**Source data**
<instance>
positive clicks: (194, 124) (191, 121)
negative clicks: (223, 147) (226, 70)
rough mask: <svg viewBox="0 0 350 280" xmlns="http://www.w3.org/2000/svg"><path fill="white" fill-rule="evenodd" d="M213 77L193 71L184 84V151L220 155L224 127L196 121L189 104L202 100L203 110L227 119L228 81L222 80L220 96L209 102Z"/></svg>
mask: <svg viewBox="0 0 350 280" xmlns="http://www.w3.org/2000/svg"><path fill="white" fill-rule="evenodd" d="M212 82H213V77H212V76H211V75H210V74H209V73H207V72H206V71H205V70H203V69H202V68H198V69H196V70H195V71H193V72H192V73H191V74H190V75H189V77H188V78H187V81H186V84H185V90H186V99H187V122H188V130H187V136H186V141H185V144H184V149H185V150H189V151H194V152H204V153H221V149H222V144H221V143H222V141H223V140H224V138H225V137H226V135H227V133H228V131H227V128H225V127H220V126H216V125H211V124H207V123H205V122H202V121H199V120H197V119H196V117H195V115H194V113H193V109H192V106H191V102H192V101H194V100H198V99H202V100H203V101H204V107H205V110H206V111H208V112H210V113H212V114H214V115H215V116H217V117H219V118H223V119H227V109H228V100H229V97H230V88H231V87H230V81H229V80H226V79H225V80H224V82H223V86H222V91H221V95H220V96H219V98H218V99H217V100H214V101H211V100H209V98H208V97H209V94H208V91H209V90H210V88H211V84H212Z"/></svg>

**Aim of the task**
The answer should repeat every line of the listing exactly.

**Final answer**
<instance>
positive clicks: (194, 124) (191, 121)
negative clicks: (223, 147) (226, 70)
rough mask: <svg viewBox="0 0 350 280" xmlns="http://www.w3.org/2000/svg"><path fill="white" fill-rule="evenodd" d="M213 77L193 71L184 84V151L220 155L224 127L196 121L189 104L202 100L203 110L227 119L228 81L222 80L220 96L209 102Z"/></svg>
mask: <svg viewBox="0 0 350 280" xmlns="http://www.w3.org/2000/svg"><path fill="white" fill-rule="evenodd" d="M212 82H213V77H212V76H211V75H210V74H209V73H207V72H206V71H205V70H203V69H202V68H198V69H196V70H195V71H193V72H192V73H191V74H190V75H189V77H188V78H187V81H186V84H185V90H186V99H187V122H188V130H187V136H186V141H185V144H184V149H185V150H189V151H194V152H204V153H221V149H222V144H221V143H222V141H223V140H224V138H225V137H226V135H227V133H228V131H227V128H225V127H220V126H216V125H211V124H207V123H205V122H202V121H199V120H197V119H196V117H195V115H194V113H193V109H192V106H191V102H192V101H194V100H198V99H202V100H203V101H204V107H205V110H206V111H208V112H210V113H212V114H214V115H215V116H217V117H219V118H223V119H227V109H228V100H229V97H230V88H231V87H230V81H229V80H226V79H225V80H224V82H223V86H222V91H221V95H220V96H219V98H218V99H217V100H214V101H211V100H209V98H208V97H209V94H208V91H209V90H210V88H211V84H212Z"/></svg>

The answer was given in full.